Required task 1: In the forum post about booking river trips on Ruby-Horsethief, which two sites does the writer say most floaters want?

Document:

━━━

Semi-new to overnight rafting/float trips, but my family has been avid car campers for years. I learned how to play the national park/state park campground book-and-cancel game all too well. As everyone here knows you book the furthest date out you possible can (60 plus days for RH) and ensure that you have this or that spot (in this case Black Rocks or Mee for most floaters) for the real date you intend to camp. The game would be played by booking 65 days out- book an additional campsite for a few days before, then the system allows you to continue booking (I think) five additional days = 65 days out. So now you have the advantage of scoring the site you really wanted. You will not always win as someone else may out smart you or "ghost" book the site you really wanted. As for the regular car campgrounds we'd get the spot next to the lake, the great canyon view, or the largest spot in the campground for the specific dates we wanted by booking 6 months plus ahead of time. Then, I'd go back in a week later, after initially booking, and cancel all of the days I know we were not going to use, and get a REFUND for those nights I canceled. Go ahead throw rocks, but I ALWAYS canceled the nights I won't be there. Ruby-Horsethief does not offer this financial incentive- as you are paying to be on the river and it doesn't matter if you book for one night or five nights. To my knowledge, you are paying to use the river, not the land so-to-speak. (Unless you don't stay overnight- then I guess it's free, but where's the enjoyment in that?)

IMHO- RH needs to charge per night (just like car campgrounds) do vs just a flat fee to be on the river, and 'maybe' this would incentivize people to actually cancel their future unused nights. Maybe take away the per person/heartbeat fee and just go old-fashion w/ a per night fee. (By no means do I want the fees raised or added to- just adjusted as a per night. And, why the heck not- if you hop sites on the river a couple of times then you are technically applying a use-fee to the land.) I believe no return financial incentive makes some people lazy to just let the nights go unused. What's it to them if they don't show up the first three nights? The 8 day cancellation policy wouldn't apply, or matter, to these people as they intend to eventually show up, but later on in their reservation.

━━━

Stored rows:
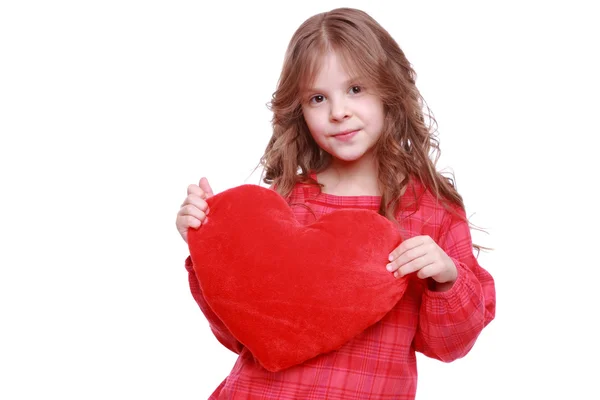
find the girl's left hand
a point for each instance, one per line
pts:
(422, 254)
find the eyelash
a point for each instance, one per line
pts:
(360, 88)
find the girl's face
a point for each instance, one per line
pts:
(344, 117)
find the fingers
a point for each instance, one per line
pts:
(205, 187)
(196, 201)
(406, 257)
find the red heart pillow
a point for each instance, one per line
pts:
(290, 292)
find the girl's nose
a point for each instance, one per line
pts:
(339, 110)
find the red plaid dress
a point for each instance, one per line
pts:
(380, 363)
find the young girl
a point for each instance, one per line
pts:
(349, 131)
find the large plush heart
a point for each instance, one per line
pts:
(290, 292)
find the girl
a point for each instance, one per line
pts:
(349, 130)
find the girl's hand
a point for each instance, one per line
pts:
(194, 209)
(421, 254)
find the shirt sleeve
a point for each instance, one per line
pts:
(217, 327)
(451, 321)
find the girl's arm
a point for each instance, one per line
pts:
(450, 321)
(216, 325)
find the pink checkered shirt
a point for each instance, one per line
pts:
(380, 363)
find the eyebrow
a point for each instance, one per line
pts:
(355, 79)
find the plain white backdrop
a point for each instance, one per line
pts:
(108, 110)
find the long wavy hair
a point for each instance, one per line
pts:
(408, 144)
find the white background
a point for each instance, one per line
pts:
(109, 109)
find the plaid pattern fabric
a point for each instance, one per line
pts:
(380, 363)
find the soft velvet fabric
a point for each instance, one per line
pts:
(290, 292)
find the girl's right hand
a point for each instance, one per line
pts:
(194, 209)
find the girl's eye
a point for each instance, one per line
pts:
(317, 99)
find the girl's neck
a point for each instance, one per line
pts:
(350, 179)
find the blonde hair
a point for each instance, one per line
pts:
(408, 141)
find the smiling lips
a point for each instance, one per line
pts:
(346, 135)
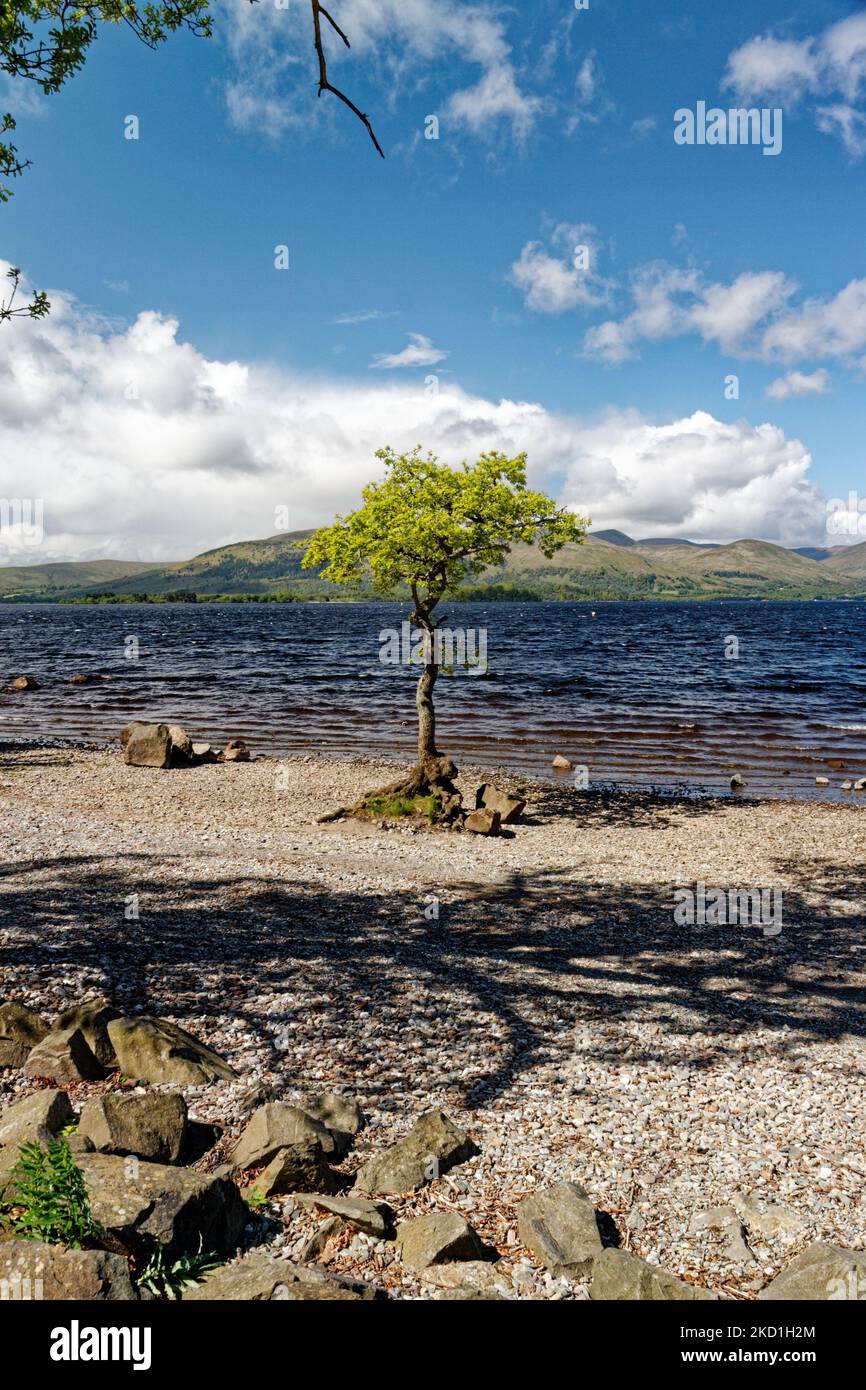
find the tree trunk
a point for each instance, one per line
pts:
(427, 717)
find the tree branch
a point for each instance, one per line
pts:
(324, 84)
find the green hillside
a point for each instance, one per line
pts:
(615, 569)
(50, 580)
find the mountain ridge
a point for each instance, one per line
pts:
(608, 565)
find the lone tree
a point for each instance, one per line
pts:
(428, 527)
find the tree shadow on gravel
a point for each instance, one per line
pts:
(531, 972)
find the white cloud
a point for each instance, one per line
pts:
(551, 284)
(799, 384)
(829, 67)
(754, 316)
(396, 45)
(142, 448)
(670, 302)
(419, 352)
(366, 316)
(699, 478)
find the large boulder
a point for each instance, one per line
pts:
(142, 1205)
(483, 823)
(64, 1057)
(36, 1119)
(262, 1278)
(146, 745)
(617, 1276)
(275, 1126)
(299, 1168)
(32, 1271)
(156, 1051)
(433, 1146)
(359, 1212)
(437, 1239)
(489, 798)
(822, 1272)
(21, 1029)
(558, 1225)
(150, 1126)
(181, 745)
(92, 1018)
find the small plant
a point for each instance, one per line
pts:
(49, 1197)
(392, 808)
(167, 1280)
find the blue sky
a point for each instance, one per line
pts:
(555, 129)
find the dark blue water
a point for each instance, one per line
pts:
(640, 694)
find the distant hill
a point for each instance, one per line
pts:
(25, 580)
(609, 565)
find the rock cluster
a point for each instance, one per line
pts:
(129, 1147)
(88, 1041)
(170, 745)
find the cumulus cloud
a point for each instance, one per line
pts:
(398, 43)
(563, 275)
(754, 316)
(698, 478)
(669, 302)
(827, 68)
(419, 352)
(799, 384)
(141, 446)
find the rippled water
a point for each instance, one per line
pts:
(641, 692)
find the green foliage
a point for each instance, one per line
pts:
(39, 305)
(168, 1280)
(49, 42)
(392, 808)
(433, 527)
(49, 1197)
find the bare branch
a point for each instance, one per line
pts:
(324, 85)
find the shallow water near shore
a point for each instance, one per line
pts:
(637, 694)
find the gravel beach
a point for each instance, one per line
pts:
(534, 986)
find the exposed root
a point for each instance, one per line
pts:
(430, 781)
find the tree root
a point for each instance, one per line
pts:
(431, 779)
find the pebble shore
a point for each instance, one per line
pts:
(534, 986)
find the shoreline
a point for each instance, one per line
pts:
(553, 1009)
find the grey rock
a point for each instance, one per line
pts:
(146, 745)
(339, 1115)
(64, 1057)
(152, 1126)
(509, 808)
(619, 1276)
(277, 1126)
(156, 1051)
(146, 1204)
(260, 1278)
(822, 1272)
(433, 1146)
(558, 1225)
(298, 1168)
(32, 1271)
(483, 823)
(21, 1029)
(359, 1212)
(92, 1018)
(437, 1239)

━━━

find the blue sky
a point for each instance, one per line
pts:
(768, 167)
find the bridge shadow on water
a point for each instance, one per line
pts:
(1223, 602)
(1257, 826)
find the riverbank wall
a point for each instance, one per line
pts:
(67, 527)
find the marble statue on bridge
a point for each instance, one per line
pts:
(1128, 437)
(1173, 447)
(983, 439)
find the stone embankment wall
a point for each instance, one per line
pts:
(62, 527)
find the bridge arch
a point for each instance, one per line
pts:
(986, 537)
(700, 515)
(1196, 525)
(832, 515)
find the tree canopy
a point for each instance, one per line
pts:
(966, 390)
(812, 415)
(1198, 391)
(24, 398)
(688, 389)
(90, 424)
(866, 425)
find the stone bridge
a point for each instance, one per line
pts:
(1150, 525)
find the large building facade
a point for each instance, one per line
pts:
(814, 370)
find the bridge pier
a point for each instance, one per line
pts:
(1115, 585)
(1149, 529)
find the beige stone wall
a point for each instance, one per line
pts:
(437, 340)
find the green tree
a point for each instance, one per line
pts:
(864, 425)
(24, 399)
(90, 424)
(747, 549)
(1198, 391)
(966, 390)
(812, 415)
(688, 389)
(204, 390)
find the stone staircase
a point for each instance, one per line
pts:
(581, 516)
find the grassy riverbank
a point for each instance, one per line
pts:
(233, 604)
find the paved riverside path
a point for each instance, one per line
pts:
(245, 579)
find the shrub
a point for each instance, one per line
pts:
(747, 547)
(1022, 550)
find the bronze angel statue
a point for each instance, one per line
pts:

━━━

Required task 2: Pick out each line of the records containing the word "fabric", treating uppercase and lowercase as different.

Task result 1: Black Rocks and Mee.

Task result 2:
find the plaid pattern fabric
find the soft velvet fabric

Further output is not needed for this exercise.